Each entry that follows must be output without any deviation.

--- Begin ---

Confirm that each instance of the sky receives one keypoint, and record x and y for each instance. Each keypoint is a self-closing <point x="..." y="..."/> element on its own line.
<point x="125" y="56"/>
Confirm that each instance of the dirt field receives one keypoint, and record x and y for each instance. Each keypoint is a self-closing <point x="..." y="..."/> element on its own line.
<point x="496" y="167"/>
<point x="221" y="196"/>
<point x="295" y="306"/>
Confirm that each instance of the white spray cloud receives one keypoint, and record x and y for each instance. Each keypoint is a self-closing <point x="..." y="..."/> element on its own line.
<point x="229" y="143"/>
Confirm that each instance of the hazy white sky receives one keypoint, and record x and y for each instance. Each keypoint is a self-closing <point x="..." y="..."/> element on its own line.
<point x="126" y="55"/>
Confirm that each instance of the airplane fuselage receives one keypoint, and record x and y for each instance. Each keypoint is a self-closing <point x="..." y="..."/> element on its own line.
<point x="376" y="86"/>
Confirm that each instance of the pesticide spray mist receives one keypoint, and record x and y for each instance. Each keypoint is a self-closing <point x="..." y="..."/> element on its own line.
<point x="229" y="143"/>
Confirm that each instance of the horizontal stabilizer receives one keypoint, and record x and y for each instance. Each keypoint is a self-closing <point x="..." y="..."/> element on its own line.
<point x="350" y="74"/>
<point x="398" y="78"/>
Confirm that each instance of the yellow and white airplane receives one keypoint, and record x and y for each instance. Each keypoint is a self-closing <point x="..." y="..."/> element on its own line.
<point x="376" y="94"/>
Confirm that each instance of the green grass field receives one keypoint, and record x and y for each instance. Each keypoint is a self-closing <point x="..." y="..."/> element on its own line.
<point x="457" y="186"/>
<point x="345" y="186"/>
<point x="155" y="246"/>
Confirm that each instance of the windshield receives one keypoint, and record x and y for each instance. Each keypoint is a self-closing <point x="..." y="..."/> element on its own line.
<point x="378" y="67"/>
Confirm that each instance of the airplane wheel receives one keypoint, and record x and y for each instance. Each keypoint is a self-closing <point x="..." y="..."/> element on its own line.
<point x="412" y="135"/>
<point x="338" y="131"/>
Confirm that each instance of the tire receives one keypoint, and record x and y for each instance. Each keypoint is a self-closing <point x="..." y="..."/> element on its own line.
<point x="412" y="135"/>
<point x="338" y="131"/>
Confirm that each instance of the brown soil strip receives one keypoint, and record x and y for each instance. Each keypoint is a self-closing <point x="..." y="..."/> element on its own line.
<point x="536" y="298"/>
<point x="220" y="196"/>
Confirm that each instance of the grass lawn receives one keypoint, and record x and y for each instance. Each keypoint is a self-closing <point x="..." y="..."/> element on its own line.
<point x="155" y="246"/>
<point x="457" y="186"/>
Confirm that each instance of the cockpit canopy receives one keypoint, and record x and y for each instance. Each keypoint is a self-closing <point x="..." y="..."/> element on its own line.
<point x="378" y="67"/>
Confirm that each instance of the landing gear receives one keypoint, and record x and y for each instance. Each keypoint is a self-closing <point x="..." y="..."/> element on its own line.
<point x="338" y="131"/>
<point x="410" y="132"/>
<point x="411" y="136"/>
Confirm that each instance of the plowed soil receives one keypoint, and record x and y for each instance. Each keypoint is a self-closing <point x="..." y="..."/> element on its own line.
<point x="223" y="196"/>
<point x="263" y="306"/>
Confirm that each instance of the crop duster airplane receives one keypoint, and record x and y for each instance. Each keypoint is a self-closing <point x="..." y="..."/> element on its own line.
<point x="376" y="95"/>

--- End ---

Answer for this exercise:
Confirm that each instance of the sky receives one keypoint, and record x and y for each instance. Each keypoint is a self-closing <point x="..." y="..."/> element on its own line.
<point x="125" y="56"/>
Confirm that each instance of the dirt field receives one keypoint, and record x and y for each instance. Each keypoint is a self-closing <point x="..." y="..."/> element on its own line.
<point x="496" y="167"/>
<point x="221" y="196"/>
<point x="295" y="306"/>
Confirm that each instance of the white spray cloud receives one keypoint, and record x and y for each instance. Each keypoint is a self-closing <point x="..." y="..."/> element on its own line.
<point x="229" y="143"/>
Confirm that each instance of the hazy white sky receives one keypoint, and record x and y for each instance. Each keypoint is a self-closing <point x="..." y="..."/> element on its own line.
<point x="126" y="55"/>
Confirm that each instance of the airplane fuselage receives one keypoint, and record x and y for each instance. Each keypoint is a self-closing <point x="..." y="..."/> element on its own line.
<point x="376" y="86"/>
Confirm that each instance of the pesticide spray mist receives one keypoint, and record x and y for each instance. Each keypoint is a self-closing <point x="..." y="..."/> element on its own line.
<point x="229" y="143"/>
Confirm that each instance of the horizontal stabilizer receives one keypoint, and record x and y for each instance. Each keypoint is a self-closing <point x="..." y="..."/> element on its own line.
<point x="350" y="74"/>
<point x="398" y="78"/>
Confirm that each instance of the yellow and white airplane receives one keypoint, and record x and y for each instance. Each keypoint is a self-closing <point x="..." y="..."/> element on its own line.
<point x="376" y="94"/>
Confirm that each instance of the green grass field receives one keypoint, and record x and y for each instance. Each keypoint is a self-closing <point x="..." y="..."/> element on its own line.
<point x="457" y="186"/>
<point x="345" y="186"/>
<point x="155" y="246"/>
Confirm that each instance of the windshield receives one keypoint, and record x and y for each instance. Each keypoint is a self-closing <point x="..." y="..."/> element on its own line.
<point x="378" y="67"/>
Confirm that each instance of the airplane wheel receives one keypoint, and record x and y for each instance. Each keypoint is a self-closing <point x="..." y="..."/> element on its own line.
<point x="412" y="135"/>
<point x="338" y="131"/>
Confirm that each instance of the tire receives one keypoint, and record x and y for each instance. Each keypoint is a self-closing <point x="..." y="..."/> element on its own line.
<point x="412" y="135"/>
<point x="338" y="131"/>
Confirm that each instance of the brown soil strip receives one keypoint, and record x and y for each instance. Each keypoint is a self-closing <point x="..." y="..."/> element on its own line.
<point x="536" y="298"/>
<point x="220" y="196"/>
Confirm that each instance of the grass lawn receives one keypoint, and record x and y for each instance. Each keypoint is a self-closing <point x="..." y="..."/> element on its own line.
<point x="155" y="246"/>
<point x="457" y="186"/>
Confirm that each instance of the cockpit canopy receives one keypoint, and record x and y for each instance. Each keypoint is a self-closing <point x="..." y="..."/> element on its own line.
<point x="378" y="67"/>
Confirm that each instance of the landing gear receives one keypoint, and record x and y for each instance. Each keypoint is a self-closing <point x="..." y="..."/> element on its own line.
<point x="338" y="131"/>
<point x="410" y="132"/>
<point x="411" y="136"/>
Confirm that each instance of the plowed soil receives one keypoint, and record x and y for each instance. Each keypoint is a self-closing <point x="..." y="..."/> element on its own line.
<point x="223" y="196"/>
<point x="263" y="306"/>
Confirm that each instance of the crop duster airplane receives one keypoint, and record x and y for each instance. Each keypoint is a self-closing <point x="..." y="..."/> element on its own line.
<point x="376" y="95"/>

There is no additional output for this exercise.